═════ DATASET
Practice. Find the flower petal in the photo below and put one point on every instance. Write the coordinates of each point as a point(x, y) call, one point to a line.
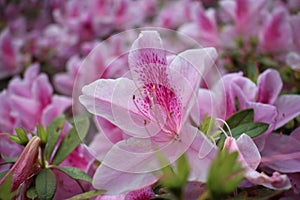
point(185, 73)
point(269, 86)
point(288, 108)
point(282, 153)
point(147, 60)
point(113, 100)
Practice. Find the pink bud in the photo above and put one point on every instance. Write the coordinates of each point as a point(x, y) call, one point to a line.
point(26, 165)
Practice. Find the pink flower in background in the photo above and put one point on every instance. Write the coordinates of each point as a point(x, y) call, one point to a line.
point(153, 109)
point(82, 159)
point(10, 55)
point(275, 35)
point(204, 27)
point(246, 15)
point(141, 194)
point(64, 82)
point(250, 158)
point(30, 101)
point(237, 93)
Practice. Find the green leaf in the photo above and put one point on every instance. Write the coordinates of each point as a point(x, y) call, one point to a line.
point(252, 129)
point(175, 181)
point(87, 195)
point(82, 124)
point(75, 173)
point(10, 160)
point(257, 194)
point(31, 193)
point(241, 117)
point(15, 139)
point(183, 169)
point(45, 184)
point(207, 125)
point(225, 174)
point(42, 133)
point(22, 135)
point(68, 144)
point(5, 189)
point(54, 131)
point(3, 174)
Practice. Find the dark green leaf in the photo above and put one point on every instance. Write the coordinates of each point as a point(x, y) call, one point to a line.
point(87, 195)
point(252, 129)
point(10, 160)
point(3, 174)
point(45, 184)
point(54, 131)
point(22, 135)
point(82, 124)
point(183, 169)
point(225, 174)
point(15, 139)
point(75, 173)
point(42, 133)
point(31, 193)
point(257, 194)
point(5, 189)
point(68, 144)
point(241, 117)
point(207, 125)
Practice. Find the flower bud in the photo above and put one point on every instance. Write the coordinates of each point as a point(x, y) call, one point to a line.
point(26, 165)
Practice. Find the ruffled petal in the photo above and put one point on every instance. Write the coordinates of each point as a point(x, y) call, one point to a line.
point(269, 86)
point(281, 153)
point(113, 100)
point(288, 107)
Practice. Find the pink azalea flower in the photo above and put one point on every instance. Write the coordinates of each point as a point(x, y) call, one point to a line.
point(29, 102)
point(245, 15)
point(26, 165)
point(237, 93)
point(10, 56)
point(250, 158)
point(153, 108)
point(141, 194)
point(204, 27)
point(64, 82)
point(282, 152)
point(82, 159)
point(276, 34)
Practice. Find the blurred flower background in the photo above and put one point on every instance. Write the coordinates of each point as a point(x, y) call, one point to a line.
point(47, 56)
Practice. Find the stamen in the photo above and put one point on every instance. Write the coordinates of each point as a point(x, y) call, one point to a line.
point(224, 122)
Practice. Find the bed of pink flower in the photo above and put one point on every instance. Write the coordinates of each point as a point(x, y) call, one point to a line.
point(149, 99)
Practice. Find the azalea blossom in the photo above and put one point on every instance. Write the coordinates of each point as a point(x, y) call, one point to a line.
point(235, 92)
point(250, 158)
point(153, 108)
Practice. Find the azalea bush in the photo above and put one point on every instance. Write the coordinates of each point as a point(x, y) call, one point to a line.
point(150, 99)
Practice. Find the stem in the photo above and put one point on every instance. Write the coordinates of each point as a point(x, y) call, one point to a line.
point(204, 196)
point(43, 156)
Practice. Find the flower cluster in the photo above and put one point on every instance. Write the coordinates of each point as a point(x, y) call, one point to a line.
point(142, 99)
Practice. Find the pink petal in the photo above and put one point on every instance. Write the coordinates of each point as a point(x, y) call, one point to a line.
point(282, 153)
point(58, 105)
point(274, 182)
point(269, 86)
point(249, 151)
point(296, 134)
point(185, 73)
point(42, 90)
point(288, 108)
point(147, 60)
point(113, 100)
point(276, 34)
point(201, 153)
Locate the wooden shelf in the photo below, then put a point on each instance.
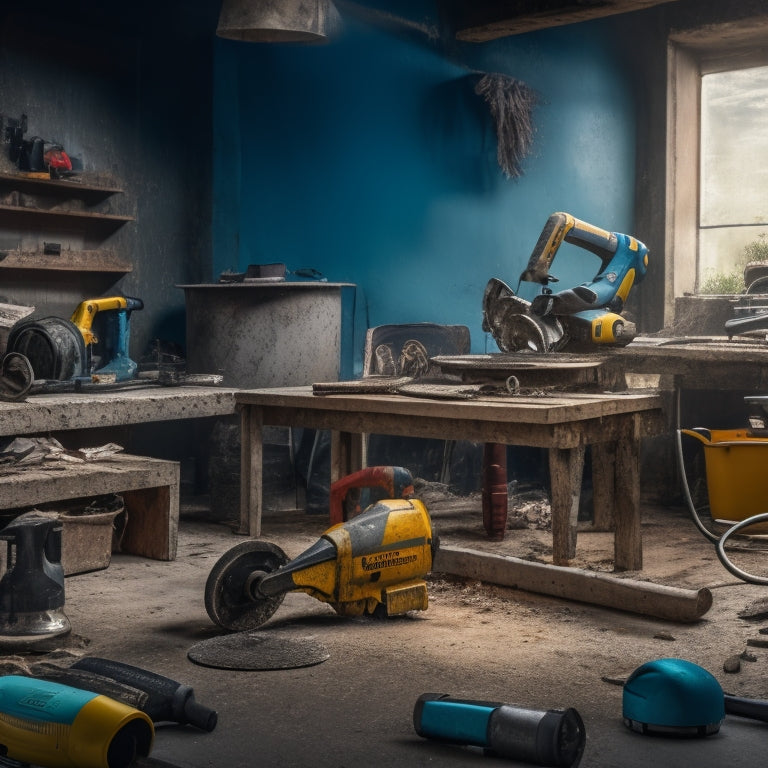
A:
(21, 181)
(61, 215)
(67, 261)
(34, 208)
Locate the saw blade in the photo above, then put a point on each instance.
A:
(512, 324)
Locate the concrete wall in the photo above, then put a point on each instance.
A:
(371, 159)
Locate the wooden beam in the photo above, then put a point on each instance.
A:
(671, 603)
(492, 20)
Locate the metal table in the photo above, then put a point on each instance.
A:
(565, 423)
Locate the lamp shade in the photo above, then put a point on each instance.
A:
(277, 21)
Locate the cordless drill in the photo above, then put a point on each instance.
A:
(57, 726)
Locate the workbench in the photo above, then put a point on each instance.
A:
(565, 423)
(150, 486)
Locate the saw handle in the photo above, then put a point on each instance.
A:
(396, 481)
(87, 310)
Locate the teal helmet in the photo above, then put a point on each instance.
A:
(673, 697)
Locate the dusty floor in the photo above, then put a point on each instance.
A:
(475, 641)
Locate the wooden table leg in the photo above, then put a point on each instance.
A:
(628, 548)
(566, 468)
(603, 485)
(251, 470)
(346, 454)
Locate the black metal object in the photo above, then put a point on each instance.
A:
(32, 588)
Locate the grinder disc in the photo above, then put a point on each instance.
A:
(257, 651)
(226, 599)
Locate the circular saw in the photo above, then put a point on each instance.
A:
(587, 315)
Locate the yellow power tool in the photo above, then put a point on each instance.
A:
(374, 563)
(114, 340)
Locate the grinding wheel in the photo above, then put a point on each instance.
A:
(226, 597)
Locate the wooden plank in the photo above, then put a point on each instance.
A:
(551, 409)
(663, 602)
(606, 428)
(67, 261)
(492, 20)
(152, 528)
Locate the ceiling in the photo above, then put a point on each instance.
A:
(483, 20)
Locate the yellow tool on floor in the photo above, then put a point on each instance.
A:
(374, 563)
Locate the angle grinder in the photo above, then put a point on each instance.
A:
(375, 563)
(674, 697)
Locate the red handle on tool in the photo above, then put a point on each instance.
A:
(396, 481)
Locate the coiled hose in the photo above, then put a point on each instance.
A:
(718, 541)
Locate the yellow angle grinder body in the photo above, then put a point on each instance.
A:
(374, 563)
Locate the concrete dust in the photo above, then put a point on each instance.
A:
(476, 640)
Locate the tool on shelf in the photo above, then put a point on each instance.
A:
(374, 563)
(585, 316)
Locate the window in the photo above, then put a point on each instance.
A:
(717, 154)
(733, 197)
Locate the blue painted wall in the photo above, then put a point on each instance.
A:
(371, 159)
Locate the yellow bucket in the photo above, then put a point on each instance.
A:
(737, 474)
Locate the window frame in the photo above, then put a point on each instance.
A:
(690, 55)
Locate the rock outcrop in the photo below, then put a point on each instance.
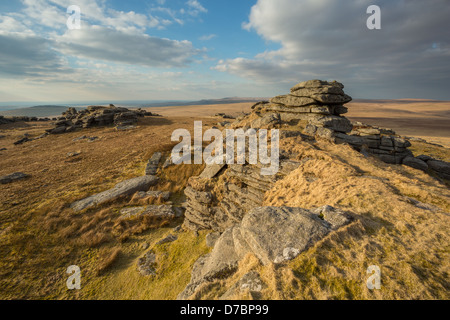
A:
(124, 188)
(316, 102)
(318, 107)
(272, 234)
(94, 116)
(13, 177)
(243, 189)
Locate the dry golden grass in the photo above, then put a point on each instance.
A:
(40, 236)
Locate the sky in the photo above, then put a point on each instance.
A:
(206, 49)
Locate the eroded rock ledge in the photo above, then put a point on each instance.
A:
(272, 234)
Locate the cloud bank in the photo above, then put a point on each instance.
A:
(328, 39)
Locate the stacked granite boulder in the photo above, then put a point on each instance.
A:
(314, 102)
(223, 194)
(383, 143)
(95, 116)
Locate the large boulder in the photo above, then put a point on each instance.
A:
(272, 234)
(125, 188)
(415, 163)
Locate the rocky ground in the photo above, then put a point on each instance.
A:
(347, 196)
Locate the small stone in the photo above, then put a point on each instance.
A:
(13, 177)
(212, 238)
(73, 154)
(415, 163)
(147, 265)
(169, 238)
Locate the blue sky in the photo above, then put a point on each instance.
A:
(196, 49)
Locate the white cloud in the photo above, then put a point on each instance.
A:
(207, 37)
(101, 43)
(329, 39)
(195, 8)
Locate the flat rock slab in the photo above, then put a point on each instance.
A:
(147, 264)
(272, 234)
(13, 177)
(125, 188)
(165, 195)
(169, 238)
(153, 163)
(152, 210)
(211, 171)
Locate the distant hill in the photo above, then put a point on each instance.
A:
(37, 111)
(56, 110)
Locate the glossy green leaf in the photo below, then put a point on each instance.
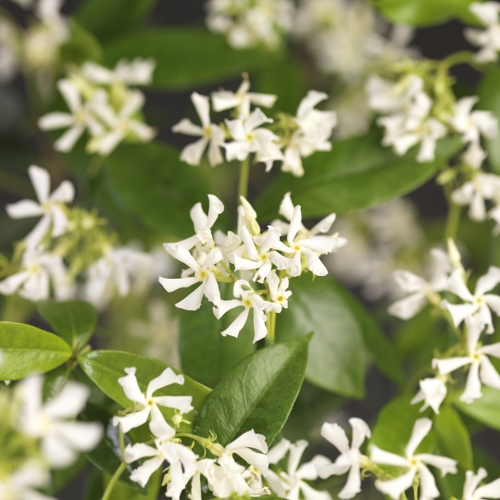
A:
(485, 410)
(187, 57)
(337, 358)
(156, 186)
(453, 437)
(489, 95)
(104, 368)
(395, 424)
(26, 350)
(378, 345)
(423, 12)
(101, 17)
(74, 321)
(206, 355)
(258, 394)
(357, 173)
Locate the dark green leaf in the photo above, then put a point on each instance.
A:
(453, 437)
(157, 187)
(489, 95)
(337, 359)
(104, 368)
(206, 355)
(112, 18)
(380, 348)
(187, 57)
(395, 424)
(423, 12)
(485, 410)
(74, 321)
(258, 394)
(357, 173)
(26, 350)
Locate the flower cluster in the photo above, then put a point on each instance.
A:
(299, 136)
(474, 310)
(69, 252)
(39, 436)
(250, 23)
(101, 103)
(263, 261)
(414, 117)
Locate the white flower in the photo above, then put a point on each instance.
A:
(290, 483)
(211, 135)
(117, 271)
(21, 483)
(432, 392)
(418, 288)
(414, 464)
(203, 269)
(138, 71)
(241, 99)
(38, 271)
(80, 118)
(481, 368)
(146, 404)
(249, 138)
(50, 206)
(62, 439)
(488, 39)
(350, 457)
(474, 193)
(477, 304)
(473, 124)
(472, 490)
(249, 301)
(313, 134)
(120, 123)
══════════
Everything from the line that contains "Locate the dark" through the end of the records must be duplicated exactly, and nothing outside that range.

Locate the dark green leaf in the photo above, then put a point on each instance.
A:
(453, 437)
(157, 187)
(489, 95)
(337, 359)
(104, 368)
(206, 355)
(112, 18)
(380, 348)
(187, 57)
(395, 424)
(423, 12)
(485, 410)
(74, 321)
(258, 394)
(357, 173)
(26, 350)
Locate the flower cluster in the photo above, then put a point on each instance.
A:
(299, 136)
(474, 310)
(69, 252)
(39, 436)
(250, 23)
(101, 103)
(263, 261)
(414, 117)
Locate the white flower in the photo above, then put a point on each instance.
A:
(290, 483)
(211, 135)
(117, 271)
(21, 483)
(432, 392)
(418, 288)
(414, 464)
(203, 269)
(138, 71)
(241, 99)
(38, 271)
(80, 118)
(481, 368)
(146, 404)
(249, 138)
(50, 206)
(62, 439)
(488, 39)
(350, 457)
(474, 193)
(477, 304)
(473, 124)
(472, 490)
(249, 301)
(313, 134)
(120, 123)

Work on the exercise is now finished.